* **HOW TO COMPLETE THIS TASK**
Write only the number of lines in the records beneath that hold "shirt".

Stored records:
════════════════════

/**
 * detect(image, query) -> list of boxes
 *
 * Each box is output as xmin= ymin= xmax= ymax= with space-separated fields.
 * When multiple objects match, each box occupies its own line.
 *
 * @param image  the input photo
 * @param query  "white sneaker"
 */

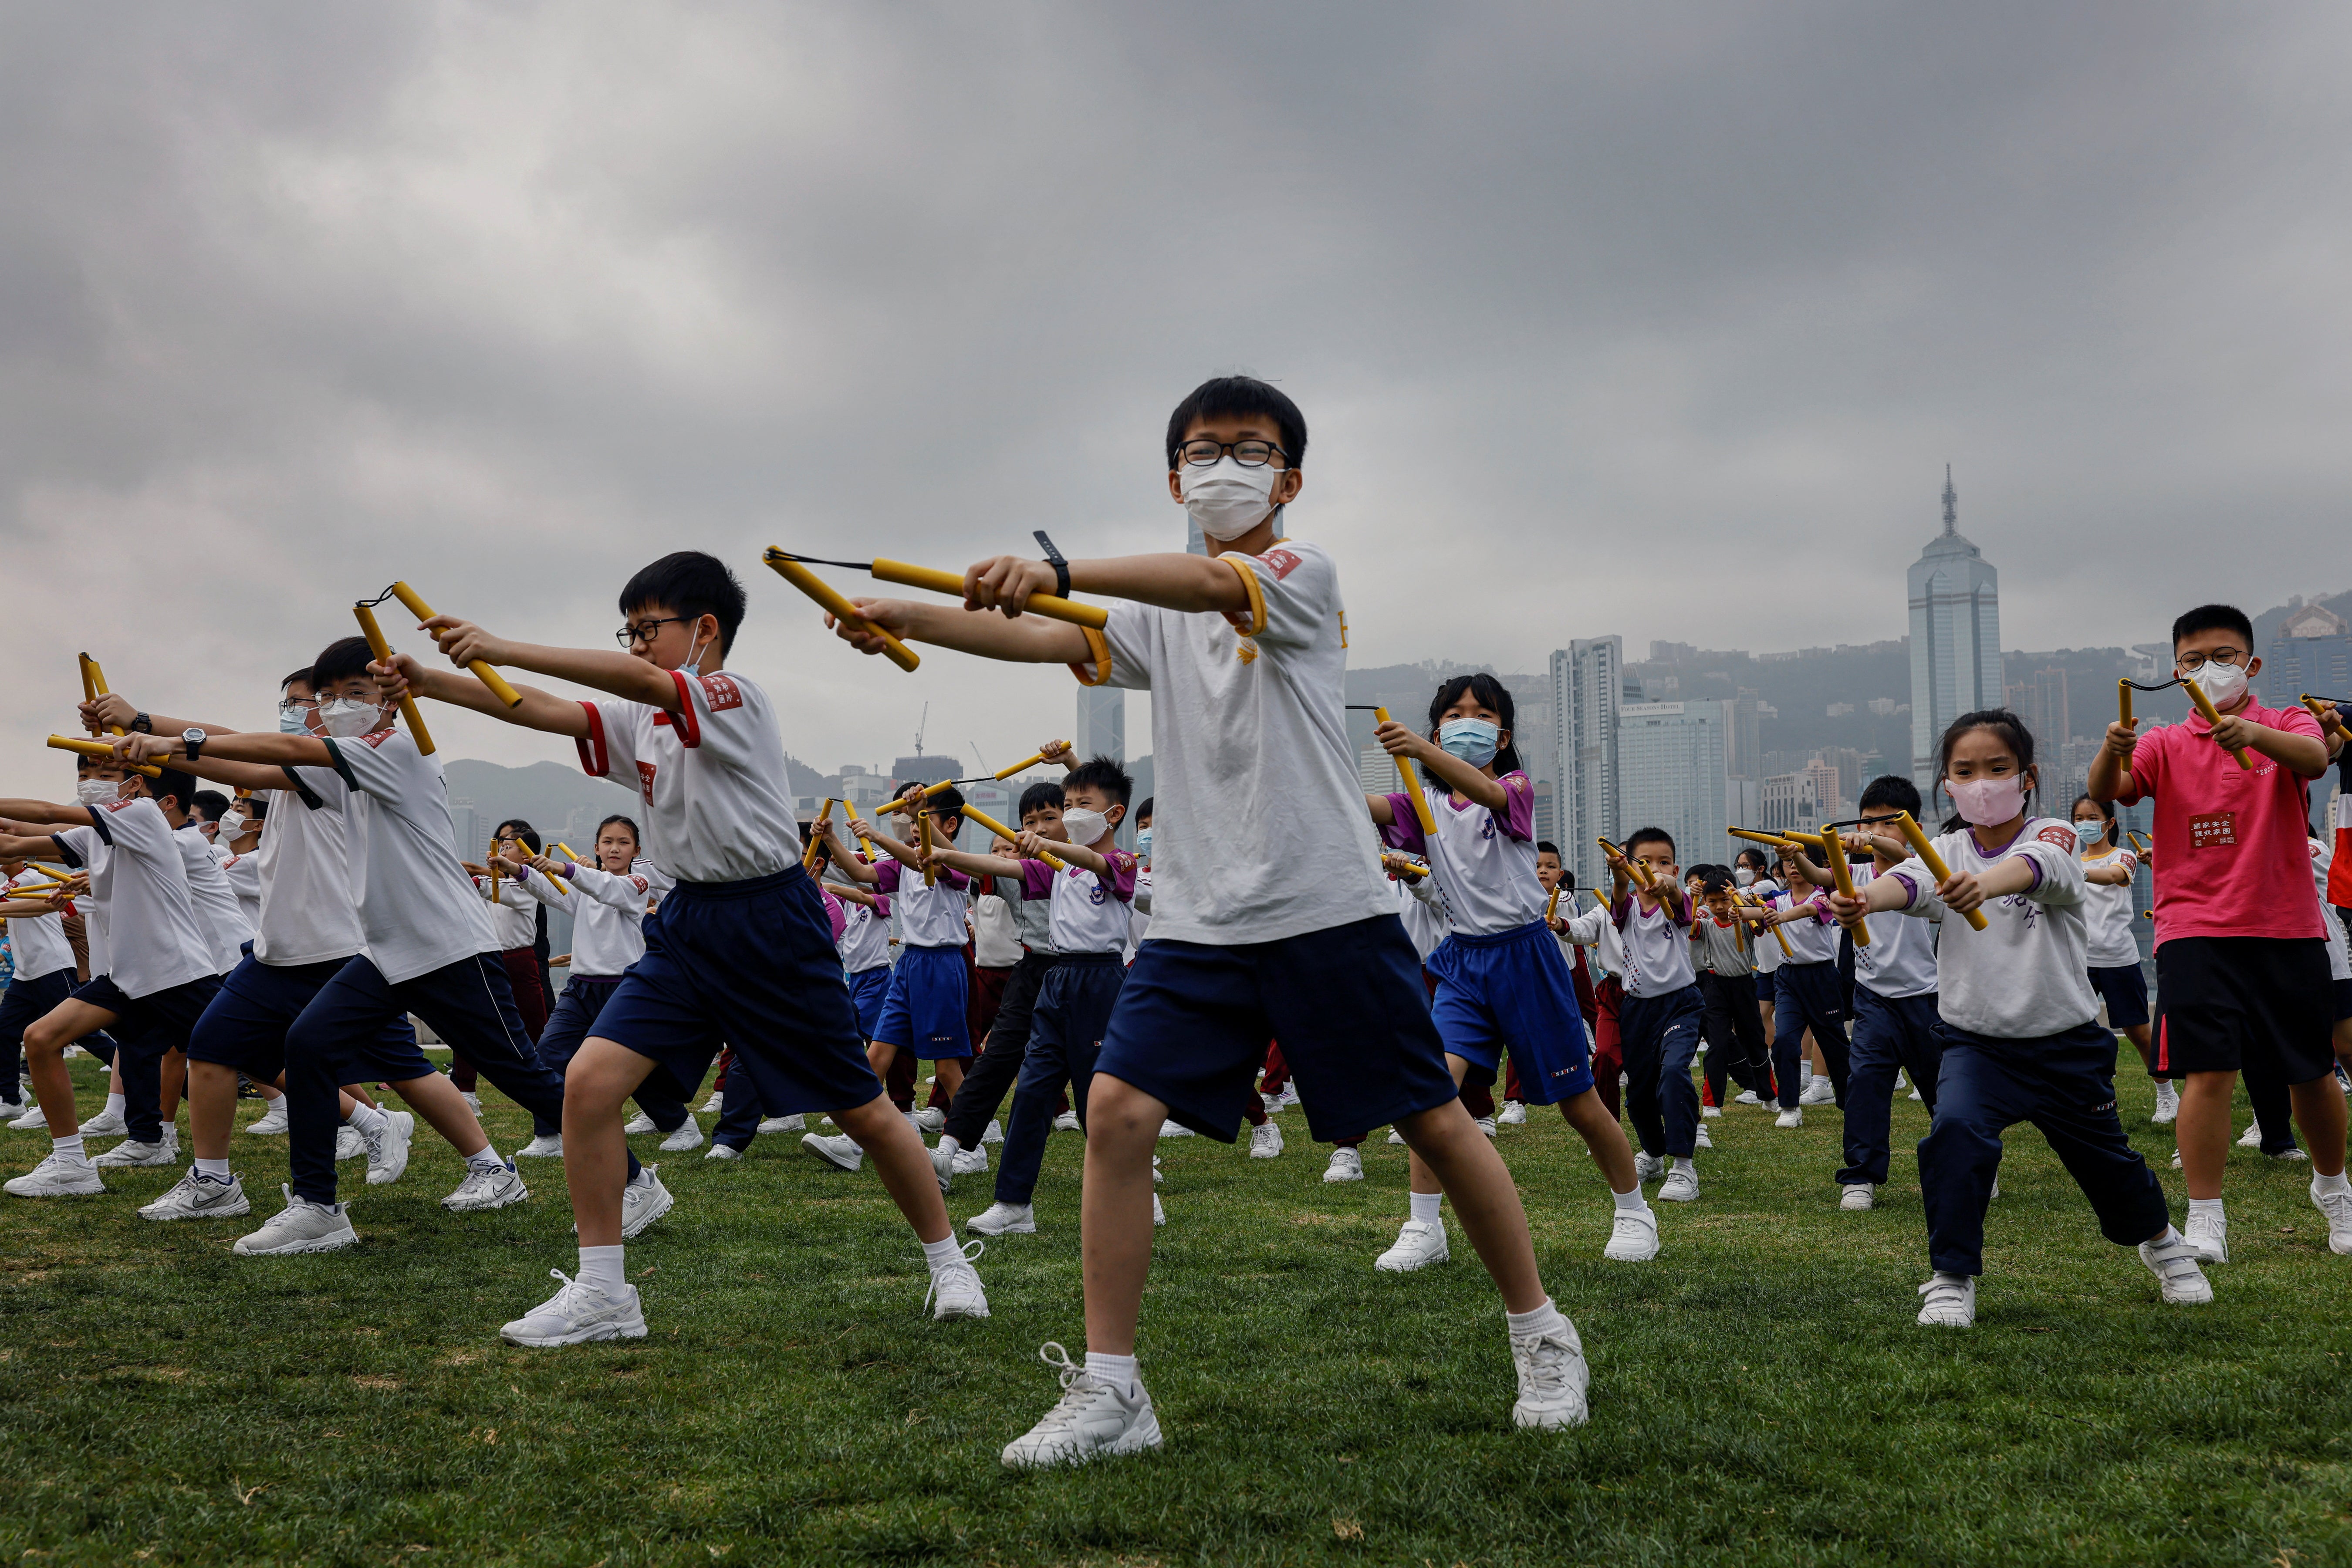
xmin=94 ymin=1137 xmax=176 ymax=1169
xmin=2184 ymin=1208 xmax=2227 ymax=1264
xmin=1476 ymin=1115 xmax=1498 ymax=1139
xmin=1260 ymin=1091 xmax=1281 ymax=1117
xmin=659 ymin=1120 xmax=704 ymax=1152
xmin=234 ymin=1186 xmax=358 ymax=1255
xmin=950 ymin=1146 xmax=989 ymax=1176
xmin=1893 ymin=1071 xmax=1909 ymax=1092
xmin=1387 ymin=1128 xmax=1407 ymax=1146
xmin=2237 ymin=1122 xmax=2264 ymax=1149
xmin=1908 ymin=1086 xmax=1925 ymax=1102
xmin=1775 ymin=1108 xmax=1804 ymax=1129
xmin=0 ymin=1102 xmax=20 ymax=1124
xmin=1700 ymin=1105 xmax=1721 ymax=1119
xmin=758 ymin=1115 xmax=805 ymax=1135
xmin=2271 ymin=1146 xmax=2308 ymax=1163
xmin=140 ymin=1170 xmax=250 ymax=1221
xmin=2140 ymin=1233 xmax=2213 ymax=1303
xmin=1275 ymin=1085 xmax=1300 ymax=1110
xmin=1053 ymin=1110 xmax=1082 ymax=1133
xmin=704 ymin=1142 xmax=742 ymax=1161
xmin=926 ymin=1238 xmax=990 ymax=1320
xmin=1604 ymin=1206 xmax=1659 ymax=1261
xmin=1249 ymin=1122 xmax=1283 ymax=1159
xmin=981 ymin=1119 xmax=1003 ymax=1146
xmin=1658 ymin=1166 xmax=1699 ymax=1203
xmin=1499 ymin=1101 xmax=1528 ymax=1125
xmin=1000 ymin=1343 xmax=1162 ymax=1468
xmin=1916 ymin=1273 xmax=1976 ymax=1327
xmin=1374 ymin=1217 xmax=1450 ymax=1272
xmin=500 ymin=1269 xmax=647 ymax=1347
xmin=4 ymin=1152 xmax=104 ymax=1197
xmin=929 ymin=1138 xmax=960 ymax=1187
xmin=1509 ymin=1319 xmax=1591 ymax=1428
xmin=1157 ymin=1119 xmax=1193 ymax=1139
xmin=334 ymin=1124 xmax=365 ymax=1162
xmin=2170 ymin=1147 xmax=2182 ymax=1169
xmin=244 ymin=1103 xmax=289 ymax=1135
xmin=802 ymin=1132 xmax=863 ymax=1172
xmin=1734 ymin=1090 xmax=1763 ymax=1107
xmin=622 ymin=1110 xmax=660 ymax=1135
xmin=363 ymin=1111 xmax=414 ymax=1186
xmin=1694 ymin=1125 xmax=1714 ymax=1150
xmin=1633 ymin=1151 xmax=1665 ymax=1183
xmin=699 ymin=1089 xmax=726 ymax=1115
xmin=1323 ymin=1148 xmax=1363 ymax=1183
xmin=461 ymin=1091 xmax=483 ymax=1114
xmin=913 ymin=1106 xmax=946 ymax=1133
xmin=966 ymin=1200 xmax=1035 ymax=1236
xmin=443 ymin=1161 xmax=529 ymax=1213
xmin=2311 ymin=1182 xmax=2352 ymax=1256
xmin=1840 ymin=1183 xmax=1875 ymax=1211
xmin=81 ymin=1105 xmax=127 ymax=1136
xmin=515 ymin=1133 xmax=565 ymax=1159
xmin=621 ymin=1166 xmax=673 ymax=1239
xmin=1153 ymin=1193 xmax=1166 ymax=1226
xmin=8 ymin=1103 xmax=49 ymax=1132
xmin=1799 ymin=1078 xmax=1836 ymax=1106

════════════════════

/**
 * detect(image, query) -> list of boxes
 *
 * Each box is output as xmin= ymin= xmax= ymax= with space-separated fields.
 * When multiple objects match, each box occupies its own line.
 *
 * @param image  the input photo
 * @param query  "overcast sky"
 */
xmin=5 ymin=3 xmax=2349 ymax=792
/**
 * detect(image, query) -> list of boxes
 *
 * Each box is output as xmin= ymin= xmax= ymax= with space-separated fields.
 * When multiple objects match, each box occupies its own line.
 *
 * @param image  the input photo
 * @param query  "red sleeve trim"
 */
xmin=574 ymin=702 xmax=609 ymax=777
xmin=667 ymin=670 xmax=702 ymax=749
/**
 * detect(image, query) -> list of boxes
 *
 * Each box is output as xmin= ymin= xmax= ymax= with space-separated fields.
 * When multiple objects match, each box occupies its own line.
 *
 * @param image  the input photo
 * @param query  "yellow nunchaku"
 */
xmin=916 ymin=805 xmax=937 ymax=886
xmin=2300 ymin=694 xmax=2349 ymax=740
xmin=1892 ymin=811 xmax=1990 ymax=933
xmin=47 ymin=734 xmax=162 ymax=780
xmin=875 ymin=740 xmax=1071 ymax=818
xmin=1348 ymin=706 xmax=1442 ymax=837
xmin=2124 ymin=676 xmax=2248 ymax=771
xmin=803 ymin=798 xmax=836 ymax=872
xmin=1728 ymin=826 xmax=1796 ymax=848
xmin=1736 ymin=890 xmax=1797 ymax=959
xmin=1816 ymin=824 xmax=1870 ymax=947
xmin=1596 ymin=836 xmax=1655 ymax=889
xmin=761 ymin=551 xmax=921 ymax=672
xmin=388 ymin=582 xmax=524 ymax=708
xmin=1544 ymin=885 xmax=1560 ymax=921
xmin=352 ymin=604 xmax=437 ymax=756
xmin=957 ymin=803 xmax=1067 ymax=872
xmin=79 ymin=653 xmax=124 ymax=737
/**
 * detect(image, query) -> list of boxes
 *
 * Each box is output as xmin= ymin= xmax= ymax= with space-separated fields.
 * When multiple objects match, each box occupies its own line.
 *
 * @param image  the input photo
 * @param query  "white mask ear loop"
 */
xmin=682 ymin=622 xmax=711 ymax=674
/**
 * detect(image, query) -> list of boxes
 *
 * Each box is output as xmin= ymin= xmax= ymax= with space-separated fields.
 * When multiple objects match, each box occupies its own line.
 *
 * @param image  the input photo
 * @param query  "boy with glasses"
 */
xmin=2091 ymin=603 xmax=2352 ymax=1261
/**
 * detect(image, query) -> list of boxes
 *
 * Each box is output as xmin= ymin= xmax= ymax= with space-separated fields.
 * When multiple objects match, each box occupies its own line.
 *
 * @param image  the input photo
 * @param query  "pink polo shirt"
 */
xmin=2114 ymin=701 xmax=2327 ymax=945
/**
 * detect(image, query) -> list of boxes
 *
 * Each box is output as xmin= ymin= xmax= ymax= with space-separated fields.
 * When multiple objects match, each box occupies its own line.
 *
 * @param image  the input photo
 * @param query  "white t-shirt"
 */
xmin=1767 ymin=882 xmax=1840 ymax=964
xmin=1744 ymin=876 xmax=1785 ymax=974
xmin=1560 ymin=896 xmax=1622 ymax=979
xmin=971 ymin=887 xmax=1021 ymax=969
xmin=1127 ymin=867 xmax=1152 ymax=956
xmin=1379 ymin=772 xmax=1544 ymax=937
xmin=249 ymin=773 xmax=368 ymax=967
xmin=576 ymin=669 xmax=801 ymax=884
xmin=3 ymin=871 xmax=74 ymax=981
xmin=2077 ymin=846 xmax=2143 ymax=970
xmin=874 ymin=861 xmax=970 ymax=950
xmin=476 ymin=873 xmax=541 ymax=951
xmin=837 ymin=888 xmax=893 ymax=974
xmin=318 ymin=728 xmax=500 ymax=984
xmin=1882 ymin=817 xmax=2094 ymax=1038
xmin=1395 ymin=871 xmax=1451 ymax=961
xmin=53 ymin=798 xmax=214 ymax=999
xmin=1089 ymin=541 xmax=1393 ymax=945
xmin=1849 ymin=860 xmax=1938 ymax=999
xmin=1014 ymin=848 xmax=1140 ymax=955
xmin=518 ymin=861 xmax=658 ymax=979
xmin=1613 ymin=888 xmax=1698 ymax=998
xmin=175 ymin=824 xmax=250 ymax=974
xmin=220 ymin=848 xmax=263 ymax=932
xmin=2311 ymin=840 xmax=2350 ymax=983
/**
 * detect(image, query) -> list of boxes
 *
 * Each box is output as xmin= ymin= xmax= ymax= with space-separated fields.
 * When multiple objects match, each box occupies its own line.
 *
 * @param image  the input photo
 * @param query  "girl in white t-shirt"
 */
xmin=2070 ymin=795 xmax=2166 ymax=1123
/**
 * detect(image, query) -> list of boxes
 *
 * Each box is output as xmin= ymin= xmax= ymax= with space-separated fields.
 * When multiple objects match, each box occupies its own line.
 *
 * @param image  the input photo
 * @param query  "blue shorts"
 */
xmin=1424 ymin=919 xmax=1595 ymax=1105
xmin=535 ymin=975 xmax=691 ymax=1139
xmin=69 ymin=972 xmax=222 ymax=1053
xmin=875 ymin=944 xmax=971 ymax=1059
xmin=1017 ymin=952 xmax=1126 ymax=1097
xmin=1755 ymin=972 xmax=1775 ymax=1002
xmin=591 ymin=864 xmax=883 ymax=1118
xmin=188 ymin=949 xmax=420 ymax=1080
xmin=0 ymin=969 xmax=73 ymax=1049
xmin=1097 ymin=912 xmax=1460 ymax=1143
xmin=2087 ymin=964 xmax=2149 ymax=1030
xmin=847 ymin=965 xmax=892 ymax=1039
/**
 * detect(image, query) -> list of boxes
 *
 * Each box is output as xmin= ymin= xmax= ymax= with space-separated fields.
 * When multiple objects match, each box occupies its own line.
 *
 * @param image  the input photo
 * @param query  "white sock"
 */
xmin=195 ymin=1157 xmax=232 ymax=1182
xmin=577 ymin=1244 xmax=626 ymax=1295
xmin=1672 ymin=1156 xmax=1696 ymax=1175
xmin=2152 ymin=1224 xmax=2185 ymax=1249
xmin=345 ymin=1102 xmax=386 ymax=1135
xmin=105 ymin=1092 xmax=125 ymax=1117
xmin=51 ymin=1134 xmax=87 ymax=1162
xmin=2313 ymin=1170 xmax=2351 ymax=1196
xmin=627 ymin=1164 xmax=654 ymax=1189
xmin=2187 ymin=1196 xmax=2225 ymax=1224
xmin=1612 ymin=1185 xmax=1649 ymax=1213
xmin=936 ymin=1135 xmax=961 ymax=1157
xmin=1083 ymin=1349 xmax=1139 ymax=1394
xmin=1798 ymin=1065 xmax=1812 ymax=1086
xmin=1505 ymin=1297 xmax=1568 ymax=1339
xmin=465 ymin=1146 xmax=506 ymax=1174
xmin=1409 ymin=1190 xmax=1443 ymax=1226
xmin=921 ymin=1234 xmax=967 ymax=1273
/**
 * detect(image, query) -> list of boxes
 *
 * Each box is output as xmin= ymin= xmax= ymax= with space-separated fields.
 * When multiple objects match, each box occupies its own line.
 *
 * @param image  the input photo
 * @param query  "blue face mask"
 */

════════════════════

* **WRITTEN SOLUTION**
3